Extracted entries:
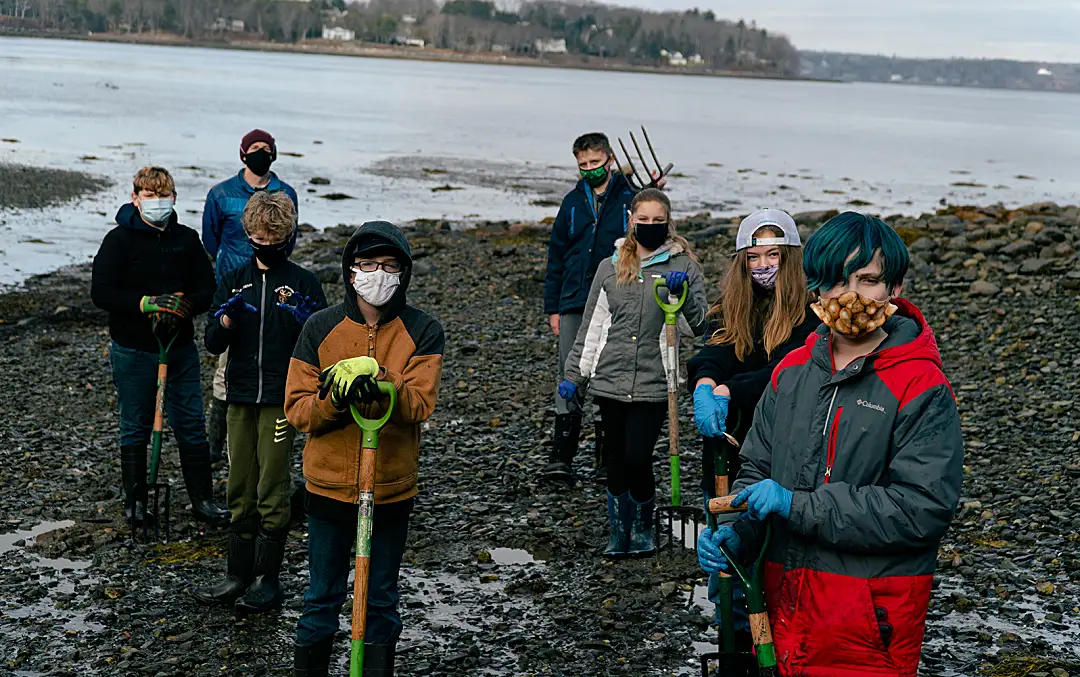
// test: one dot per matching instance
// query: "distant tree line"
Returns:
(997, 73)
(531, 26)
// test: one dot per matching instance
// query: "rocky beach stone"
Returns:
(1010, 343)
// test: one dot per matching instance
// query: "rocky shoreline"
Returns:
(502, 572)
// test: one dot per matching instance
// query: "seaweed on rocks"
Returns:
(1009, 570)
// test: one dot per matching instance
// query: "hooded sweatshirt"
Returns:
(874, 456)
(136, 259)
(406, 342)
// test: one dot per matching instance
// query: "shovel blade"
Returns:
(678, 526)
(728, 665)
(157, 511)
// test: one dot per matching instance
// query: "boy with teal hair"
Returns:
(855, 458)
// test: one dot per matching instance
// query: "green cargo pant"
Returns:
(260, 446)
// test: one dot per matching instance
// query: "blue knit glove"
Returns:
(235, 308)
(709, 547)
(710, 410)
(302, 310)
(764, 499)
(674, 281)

==

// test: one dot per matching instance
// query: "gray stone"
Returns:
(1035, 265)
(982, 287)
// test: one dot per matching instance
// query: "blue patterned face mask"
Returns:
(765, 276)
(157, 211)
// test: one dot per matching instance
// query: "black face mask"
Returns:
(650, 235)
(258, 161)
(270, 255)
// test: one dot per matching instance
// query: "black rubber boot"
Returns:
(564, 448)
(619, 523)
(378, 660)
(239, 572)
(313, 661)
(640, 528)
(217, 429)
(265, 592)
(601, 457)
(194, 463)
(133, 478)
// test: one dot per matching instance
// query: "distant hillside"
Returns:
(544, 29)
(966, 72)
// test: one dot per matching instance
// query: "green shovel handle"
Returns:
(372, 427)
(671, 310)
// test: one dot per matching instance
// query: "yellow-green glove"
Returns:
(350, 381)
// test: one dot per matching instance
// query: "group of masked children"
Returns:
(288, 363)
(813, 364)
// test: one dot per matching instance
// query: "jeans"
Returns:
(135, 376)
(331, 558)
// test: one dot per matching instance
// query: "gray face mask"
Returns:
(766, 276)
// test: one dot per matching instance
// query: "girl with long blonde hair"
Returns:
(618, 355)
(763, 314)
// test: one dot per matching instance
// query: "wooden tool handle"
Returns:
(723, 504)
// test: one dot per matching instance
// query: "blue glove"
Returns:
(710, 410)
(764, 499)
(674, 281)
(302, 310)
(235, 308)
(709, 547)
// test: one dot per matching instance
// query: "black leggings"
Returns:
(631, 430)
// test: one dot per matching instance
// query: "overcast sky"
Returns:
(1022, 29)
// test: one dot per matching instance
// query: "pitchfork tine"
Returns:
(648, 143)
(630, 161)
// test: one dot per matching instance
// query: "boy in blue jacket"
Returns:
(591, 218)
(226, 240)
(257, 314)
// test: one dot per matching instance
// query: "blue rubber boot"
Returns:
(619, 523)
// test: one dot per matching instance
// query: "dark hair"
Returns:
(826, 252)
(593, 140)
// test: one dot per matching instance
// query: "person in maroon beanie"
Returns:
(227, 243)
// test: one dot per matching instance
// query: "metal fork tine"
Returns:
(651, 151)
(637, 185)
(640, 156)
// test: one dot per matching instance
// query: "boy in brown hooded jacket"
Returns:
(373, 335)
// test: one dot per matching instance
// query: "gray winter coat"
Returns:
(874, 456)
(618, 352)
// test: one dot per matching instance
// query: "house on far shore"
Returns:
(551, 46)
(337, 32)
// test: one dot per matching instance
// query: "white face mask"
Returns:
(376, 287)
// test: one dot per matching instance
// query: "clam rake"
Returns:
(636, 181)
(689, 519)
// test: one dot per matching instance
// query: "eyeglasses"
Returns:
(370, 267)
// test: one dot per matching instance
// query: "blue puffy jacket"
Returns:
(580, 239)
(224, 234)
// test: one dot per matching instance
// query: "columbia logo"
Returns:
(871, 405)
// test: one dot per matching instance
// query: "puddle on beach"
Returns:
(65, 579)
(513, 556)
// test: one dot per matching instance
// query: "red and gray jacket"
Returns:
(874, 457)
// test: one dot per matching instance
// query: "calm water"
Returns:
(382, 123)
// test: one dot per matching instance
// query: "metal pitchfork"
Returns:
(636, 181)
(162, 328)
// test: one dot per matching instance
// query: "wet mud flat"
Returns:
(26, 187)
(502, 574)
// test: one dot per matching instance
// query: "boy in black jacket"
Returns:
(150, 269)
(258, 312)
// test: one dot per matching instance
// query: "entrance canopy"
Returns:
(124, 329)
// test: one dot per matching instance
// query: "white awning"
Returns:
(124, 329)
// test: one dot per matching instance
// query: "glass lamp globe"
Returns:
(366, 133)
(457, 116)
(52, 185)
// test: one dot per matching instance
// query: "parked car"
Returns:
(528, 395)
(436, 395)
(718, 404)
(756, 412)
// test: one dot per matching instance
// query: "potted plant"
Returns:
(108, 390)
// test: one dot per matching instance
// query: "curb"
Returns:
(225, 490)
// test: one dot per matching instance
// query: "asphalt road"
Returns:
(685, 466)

Task directions: If a line in the records contains the string "tine", include it in the count; report that count alone.

Solution below: 2